Render every line of the listing below as a JSON list of strings, with one string per line and blank lines omitted.
* * * * *
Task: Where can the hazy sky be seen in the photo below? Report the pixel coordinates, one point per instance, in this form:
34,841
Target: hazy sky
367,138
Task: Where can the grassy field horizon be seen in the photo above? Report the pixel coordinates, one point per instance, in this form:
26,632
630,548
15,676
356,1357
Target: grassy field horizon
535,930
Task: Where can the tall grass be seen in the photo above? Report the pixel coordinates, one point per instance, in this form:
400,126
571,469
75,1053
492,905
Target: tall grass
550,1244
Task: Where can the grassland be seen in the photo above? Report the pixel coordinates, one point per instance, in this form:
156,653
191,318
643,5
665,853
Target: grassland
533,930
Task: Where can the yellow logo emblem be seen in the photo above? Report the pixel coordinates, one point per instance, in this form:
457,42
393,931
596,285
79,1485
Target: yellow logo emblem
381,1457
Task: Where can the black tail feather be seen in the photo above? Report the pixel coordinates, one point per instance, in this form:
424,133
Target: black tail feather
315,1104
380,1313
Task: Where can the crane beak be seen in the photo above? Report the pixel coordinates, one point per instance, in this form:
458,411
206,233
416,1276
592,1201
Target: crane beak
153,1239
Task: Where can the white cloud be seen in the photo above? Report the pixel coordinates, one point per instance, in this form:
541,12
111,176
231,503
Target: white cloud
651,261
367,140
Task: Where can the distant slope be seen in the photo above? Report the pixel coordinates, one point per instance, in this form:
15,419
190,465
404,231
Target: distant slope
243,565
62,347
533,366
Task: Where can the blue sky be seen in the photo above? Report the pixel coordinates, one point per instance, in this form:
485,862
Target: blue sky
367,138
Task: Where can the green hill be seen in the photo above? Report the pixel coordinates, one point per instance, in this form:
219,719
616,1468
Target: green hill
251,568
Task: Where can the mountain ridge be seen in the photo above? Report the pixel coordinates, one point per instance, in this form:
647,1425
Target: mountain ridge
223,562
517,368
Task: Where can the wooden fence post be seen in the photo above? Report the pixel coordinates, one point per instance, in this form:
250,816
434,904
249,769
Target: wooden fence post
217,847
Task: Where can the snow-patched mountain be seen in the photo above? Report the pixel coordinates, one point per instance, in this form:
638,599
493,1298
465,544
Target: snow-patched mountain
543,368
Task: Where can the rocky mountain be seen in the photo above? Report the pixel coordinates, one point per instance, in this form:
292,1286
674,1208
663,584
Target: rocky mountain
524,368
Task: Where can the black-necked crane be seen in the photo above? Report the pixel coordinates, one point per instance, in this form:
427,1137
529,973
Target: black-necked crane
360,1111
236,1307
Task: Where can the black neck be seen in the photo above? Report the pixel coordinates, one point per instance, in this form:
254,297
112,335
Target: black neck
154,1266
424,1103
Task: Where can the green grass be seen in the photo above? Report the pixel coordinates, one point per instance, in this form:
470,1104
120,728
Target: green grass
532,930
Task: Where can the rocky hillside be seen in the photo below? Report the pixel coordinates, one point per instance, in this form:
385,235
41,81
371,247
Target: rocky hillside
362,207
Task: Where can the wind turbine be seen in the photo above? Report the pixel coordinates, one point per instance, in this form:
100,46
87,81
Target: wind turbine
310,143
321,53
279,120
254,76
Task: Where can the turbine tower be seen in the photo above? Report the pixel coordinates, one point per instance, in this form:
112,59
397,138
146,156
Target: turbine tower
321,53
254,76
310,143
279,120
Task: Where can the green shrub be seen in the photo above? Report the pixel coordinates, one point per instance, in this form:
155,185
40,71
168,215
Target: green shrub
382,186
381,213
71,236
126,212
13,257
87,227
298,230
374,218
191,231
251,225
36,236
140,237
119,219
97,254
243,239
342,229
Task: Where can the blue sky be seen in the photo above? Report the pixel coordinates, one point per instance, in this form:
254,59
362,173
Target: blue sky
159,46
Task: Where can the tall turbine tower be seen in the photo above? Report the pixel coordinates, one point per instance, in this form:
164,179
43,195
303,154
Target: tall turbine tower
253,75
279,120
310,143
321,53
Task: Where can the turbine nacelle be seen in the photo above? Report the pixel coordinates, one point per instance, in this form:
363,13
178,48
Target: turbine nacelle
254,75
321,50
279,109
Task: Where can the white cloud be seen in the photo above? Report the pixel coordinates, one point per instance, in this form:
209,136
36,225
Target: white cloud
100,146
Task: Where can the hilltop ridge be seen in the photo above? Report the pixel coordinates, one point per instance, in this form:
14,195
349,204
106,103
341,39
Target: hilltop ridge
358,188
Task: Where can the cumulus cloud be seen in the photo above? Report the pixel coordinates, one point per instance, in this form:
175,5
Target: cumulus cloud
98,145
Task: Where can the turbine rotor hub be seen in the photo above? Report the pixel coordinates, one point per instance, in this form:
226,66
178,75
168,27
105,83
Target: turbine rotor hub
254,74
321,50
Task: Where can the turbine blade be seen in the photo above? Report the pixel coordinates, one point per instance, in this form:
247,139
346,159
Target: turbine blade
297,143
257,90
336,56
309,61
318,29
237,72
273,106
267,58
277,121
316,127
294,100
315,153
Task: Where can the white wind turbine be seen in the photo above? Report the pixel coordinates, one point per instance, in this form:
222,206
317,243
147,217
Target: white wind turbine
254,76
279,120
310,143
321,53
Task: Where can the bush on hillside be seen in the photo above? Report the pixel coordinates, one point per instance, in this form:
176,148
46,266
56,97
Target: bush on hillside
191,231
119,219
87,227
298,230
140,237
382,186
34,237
* * * * *
The answer:
[
  "Task: Where can the hazy sky be seen in the photo below? Report the pixel coordinates, one point per instance, in this form:",
  "34,841",
  "Target: hazy sky",
  "367,138",
  "Task: Where can the grassy field horizon be seen in the photo above? Report the pixel coordinates, one point per instance, in this form:",
  "26,632",
  "630,548",
  "15,676",
  "356,1357",
  "Target: grassy field horizon",
  "535,930",
  "Task: Where can the tall grass be seen in the photo above? Report the pixel coordinates, one point per instance, in this form:",
  "400,126",
  "571,469",
  "75,1053",
  "492,905",
  "Target: tall grass",
  "550,1244",
  "Task: Where can the grassland be seen in the photo above? Report the pixel coordinates, one point per instance, in this form:",
  "156,653",
  "191,318",
  "643,5",
  "665,853",
  "Target: grassland",
  "533,930",
  "Task: Where can the yellow logo emblem be seen in the photo above? Report the pixel coordinates, one point per instance, in this form:",
  "457,42",
  "393,931",
  "596,285",
  "79,1485",
  "Target: yellow logo emblem",
  "381,1457",
  "Task: Where can the black tail feather be seen in the photo above? Report the pixel coordinates, one point per instance, in this form:",
  "424,133",
  "Target: black tail feather",
  "315,1104",
  "380,1313",
  "Task: Where can the crane beak be seen in the photo above? Report the pixel coordinates, one point per instance, in this form:",
  "458,411",
  "206,233",
  "416,1276",
  "592,1201",
  "Target: crane beak",
  "153,1239",
  "Task: Where can the white cloud be seen in the photo above? Report the pixel coordinates, one point per instance, in this form:",
  "541,12",
  "111,176",
  "231,503",
  "Target: white cloud",
  "651,261",
  "367,140",
  "Task: Where can the distant slope be seen in the photo above? Report the pixel coordinates, one point per instance, in this form:",
  "15,419",
  "190,465",
  "404,231",
  "Target: distant slope",
  "243,565",
  "62,347",
  "533,366",
  "Task: Where can the blue sky be seen in the photo above? Report the pixel coordinates, one point per instance, in this form:",
  "485,862",
  "Target: blue sky",
  "367,138",
  "Task: Where can the green hill be seen in the photo above? Report the pixel coordinates, one point per instance, in this form:",
  "219,719",
  "616,1468",
  "Target: green hill",
  "251,568",
  "Task: Where can the mountain ridge be seen in the photo above? Report the pixel coordinates, one point per instance, in this form:",
  "647,1425",
  "Target: mountain ridge",
  "223,562",
  "517,368",
  "Task: Where can the wooden fence post be seen in the photo above? Report the pixel coordinates, one point per instance, in this form:",
  "250,816",
  "434,904",
  "249,769",
  "Target: wooden fence post",
  "217,847",
  "Task: Where can the snow-patched mountain be seen in the photo above? Report the pixel coordinates, one point per instance, in this form:",
  "638,599",
  "493,1298",
  "465,544",
  "Target: snow-patched mountain",
  "543,368",
  "Task: Where can the rocky mountain be seen in the photo above? Report the pixel coordinates, one point per instance, in this form:",
  "292,1286",
  "674,1208",
  "663,584",
  "Target: rocky mountain",
  "524,368",
  "Task: Where can the black-necked crane be seen in the photo above? Report the pixel coordinates, one point per instance, in this form:",
  "427,1137",
  "529,973",
  "Target: black-necked crane",
  "360,1111",
  "236,1307",
  "Task: Where can the black neck be seen in the photo above? Report the pixel coordinates, one point per instance, in this form:",
  "254,297",
  "112,335",
  "Target: black neck",
  "154,1266",
  "424,1103",
  "Task: Where can the green grass be seen in the photo above? Report the pixel coordinates, one point per instance, in this form:",
  "470,1104",
  "120,728",
  "Target: green grass",
  "532,930",
  "Task: Where can the rocky hillside be seen in the photo below? Report the pixel coordinates, one point per instance, in this form:",
  "385,235",
  "41,81",
  "371,247",
  "Target: rocky hillside",
  "362,207",
  "Task: Where can the wind turbine be seen in the photo above? Report the pixel coordinates, one point per instance, in this form:",
  "100,46",
  "87,81",
  "Target: wind turbine",
  "310,143",
  "321,53",
  "279,120",
  "254,76",
  "Task: Where can the turbine tower be seen in the photo above? Report the pixel coordinates, one point per instance, in this form:",
  "112,59",
  "397,138",
  "146,156",
  "Target: turbine tower",
  "321,53",
  "254,76",
  "310,143",
  "279,120",
  "Task: Where can the green shrub be seen in the photo above? Report the pixel coordinates, one point per instance, in this form:",
  "155,185",
  "40,71",
  "168,215",
  "Target: green shrub",
  "382,186",
  "381,213",
  "71,236",
  "126,212",
  "13,257",
  "87,227",
  "298,230",
  "374,218",
  "191,231",
  "251,225",
  "36,236",
  "140,237",
  "119,219",
  "97,254",
  "243,239",
  "342,229",
  "Task: Where can the blue sky be seen in the photo above? Report the pixel coordinates, one point per instance, in this form:",
  "254,59",
  "362,173",
  "Target: blue sky",
  "159,46",
  "Task: Where can the tall turbine tower be seen in the photo above? Report the pixel coordinates, one point per instance, in this form:",
  "164,179",
  "43,195",
  "303,154",
  "Target: tall turbine tower",
  "253,75",
  "279,120",
  "310,143",
  "321,53",
  "Task: Where can the turbine nacelle be seen in the photo above? Report the pixel coordinates, one point per instance, in this form:",
  "363,13",
  "178,48",
  "Target: turbine nacelle",
  "254,75",
  "321,50",
  "279,109",
  "Task: Where can the white cloud be seen in the photo above? Report the pixel coordinates, one point per instance, in this form:",
  "209,136",
  "36,225",
  "Target: white cloud",
  "100,146",
  "Task: Where can the hilltop ridge be seen in the photo above? Report the pixel coordinates, one point per instance, in this form:",
  "14,195",
  "349,204",
  "106,103",
  "341,39",
  "Target: hilltop ridge",
  "358,188",
  "Task: Where can the cumulus cloud be seen in the photo above? Report the pixel coordinates, one point per instance, in this form:",
  "175,5",
  "Target: cumulus cloud",
  "98,145",
  "Task: Where can the turbine rotor hub be seen in the photo above? Report the pixel coordinates, one point per instance, in this form:",
  "226,66",
  "178,75",
  "168,27",
  "105,83",
  "Target: turbine rotor hub",
  "254,74",
  "321,50",
  "Task: Where can the turbine blade be seen in the photo above? Report the pixel coordinates, one point per instance, in this form:",
  "247,139",
  "346,159",
  "Target: turbine blade",
  "297,143",
  "257,90",
  "336,56",
  "309,61",
  "318,29",
  "237,72",
  "273,106",
  "267,58",
  "277,121",
  "316,127",
  "294,100",
  "315,153",
  "Task: Where can the white wind turbine be seen in the photo above? Report the pixel coordinates, one point per instance, in this form:",
  "222,206",
  "317,243",
  "147,217",
  "Target: white wind turbine",
  "254,76",
  "279,120",
  "310,143",
  "321,53",
  "Task: Where can the bush on hillside be seen in the photo above? Report the pixel coordinates, one point per instance, in this form:",
  "176,148",
  "46,266",
  "56,97",
  "Target: bush on hillside",
  "191,231",
  "119,219",
  "87,227",
  "298,230",
  "140,237",
  "382,186",
  "34,237"
]